(Document passage)

------------------------------------------------------------

- Theatrical release poster
- Directed by: B. S. Ranga
- Written by: Samudrala Sr. Kannadasan Murugadasa
- Screenplay by: B. S. Ranga
- Based on: Tenali Ramakrishna by Ch. Venkataramaiah
- Produced by: B. S. Ranga
- Starring: N. T. Rama Rao; Akkineni Nageswara Rao; V. Nagayya; Bhanumathi Ramakrishna; Jamuna;
- Cinematography: B. S. Ranga B. N. Haridas
- Edited by: P. G. Mohan
- Music by: Viswanathan–Ramamoorthy
- Production company: Vikram Productions
- Release date: 12 January 1956;
- Running time: 169 minutes
- Country: India
- Language: Telugu

= Tenali Ramakrishna (film) =

1956 film by B. S. Ranga

Tenali Ramakrishna is a 1956 Indian Telugu-language political drama film produced and directed by B. S. Ranga based on Ch. Venkataramaiah's stage play of the same name. Produced for the banner Vikram Productions, it stars N. T. Rama Rao, Akkineni Nageswara Rao, V. Nagayya, P. Bhanumathi, and Jamuna. Ranga handled the cinematography with his brother-in-law B. N. Haridas while P. G. Mohan edited the film. Viswanathan–Ramamoorthy composed the soundtrack and background score.

Written by Samudrala Sr., Kannadasan, and Murugadasa, Tenali Ramakrishna narrates the story of the 16th-century Telugu poet and scholar of the same name, and his life as a member of the court of the Vijayanagara Empire ruler Krishnadevaraya. Using his wits, Ramakrishna manages to save Krishnadevaraya from attacks on his empire by the Bahmani Sultanate. The rest of the film is about Ramakrishna's efforts to save Krishnadevaraya from the courtesan Krishnasani, a spy, and convince Mughal Emperor Babur against extending support to the Bahmani Sultanate in the war against the Vijayanagarans.

Produced as a bilingual film shot simultaneously in the Telugu and Tamil languages with a slightly altered cast, Tenali Ramakrishna was filmed in and around Revathy Studios at Madras. It was released on 12 January 1956 to mixed reviews from critics who criticised the historical inaccuracies portrayed in the film. Tenali Ramakrishna was a commercial success, won the President's Silver medal for the Best Feature Film in Telugu and the All India Certificate of Merit for Best Feature Film at the 4th National Film Awards. Its Tamil version, titled Tenali Raman, featured Sivaji Ganesan as the protagonist and was released on 3 February 1956. Tenali Ramakrishna was later remade in Kannada as Hasyaratna Ramakrishna in 1982 by Ranga himself but it was a commercial failure.

== Plot ==
Ramakrishna, an unrecognised Telugu and Sanskrit scholar from Tenali, migrates to Hampi with his wife Kamala and son Madhava in search of employment. En route, he stops at a temple dedicated to the goddess Kali. Impressed by his courage and humour, Kali appears and asks him to choose between two offerings representing two boons: wisdom and wealth. Ramakrishna consumes both offerings, prompting Kali to warn him that he will be known as Vikatakavi whose intellect primarily serves to entertain others. Ramakrishna accepts and requests protection from future dangers, which Kali grants.

------------------------------------------------------------

(Material provided)
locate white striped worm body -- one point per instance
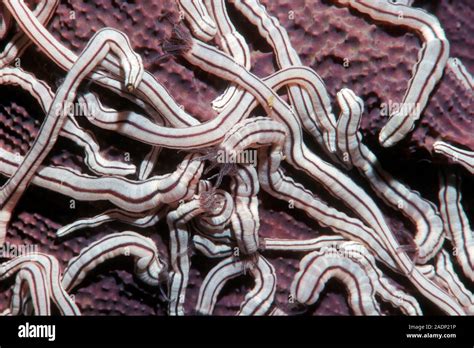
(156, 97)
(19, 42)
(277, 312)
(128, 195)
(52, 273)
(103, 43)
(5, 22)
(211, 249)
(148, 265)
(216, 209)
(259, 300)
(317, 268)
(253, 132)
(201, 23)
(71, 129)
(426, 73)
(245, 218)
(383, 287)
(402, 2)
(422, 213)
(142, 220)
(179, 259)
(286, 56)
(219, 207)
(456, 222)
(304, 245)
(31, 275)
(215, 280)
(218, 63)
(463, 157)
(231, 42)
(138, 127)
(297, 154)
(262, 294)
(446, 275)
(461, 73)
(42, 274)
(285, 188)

------------------------------------------------------------

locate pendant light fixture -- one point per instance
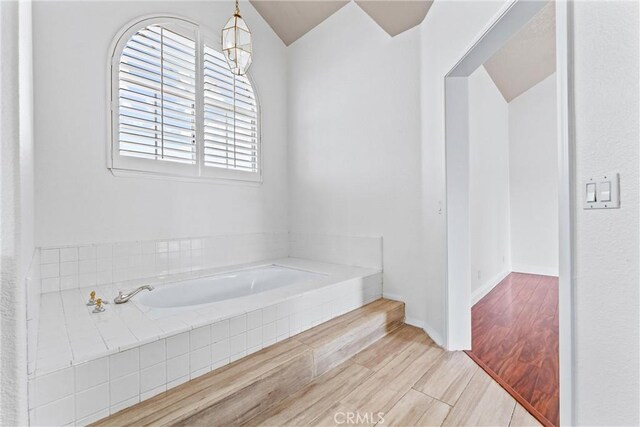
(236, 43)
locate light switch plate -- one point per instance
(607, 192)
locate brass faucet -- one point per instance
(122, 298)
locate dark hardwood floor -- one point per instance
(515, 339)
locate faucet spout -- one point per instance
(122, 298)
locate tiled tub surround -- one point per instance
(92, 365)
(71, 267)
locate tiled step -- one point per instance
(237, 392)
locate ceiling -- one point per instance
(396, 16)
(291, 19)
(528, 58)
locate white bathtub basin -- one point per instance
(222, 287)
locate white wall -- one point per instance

------------------------------------------------------------

(Directives)
1. Turn the paragraph of the film article that begins "Produced as a bilingual film" into a bulleted list that keeps its main facts.
2. According to the film article, is each statement true? Answer yes or no, and quote the words that decide it.
(a) B. S. Ranga shared the cinematography work with a relative.
(b) The 1982 Kannada remake did well at the box office.
(c) Ramakrishna travels to Hampi without his family.
3. Translate this sentence from the film article into Spanish: "En route, he stops at a temple dedicated to the goddess Kali."
Rely only on the film article to answer, not on the items.

(Correct answers)
1.
- Shot simultaneously in Telugu and Tamil with a slightly altered cast, in and around Revathy Studios at Madras
- Released on 12 January 1956 to mixed reviews; critics faulted its historical inaccuracies
- A commercial success
- Won the President's Silver medal for the Best Feature Film in Telugu and the All India Certificate of Merit for Best Feature Film at the 4th National Film Awards
- Tamil version, Tenali Raman, starred Sivaji Ganesan as the protagonist and was released on 3 February 1956
- Remade by Ranga in Kannada as Hasyaratna Ramakrishna in 1982, which was a commercial failure

2.
(a) Yes: "Ranga handled the cinematography with his brother-in-law B. N. Haridas"
(b) No: "but it was a commercial failure"
(c) No: "migrates to Hampi with his wife Kamala and son Madhava"

3. En el camino, se detiene en un templo dedicado a la diosa Kali.